## [Work to be completed]
Which lines of the data below contain "query"? Please show them all.

::::

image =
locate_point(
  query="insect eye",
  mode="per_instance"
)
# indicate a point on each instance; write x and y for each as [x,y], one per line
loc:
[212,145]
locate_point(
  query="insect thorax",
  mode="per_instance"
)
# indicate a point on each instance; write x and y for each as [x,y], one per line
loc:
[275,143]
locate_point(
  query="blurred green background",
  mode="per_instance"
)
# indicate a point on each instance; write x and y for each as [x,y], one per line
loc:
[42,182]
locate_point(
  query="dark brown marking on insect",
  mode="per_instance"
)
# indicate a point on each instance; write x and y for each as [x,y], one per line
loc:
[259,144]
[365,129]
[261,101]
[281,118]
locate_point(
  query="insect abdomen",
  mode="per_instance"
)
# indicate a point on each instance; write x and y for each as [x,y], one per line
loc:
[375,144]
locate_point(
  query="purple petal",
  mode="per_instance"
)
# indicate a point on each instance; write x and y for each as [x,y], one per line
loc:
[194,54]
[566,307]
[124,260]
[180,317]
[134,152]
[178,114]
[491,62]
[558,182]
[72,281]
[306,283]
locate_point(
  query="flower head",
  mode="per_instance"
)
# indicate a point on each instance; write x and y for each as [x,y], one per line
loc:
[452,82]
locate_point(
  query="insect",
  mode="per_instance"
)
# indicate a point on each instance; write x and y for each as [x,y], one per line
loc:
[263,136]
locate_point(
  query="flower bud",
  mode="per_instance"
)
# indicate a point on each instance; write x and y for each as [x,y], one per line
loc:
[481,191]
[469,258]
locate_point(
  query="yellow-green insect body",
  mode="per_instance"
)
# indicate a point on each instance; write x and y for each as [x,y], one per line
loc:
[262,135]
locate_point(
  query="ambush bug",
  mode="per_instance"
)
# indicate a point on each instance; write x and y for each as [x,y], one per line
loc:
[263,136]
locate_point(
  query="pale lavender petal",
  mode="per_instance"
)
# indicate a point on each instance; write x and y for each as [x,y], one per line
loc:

::::

## [Result below]
  query="insect eye",
  query="insect thorax",
  query="blurred green background",
  query="dark brown marking on insect",
  query="insect abdomen",
  query="purple petal",
  query="flower head",
  query="insect",
  query="flower bud",
  query="yellow-green insect body",
  query="ambush bug",
  query="pale lavender petal",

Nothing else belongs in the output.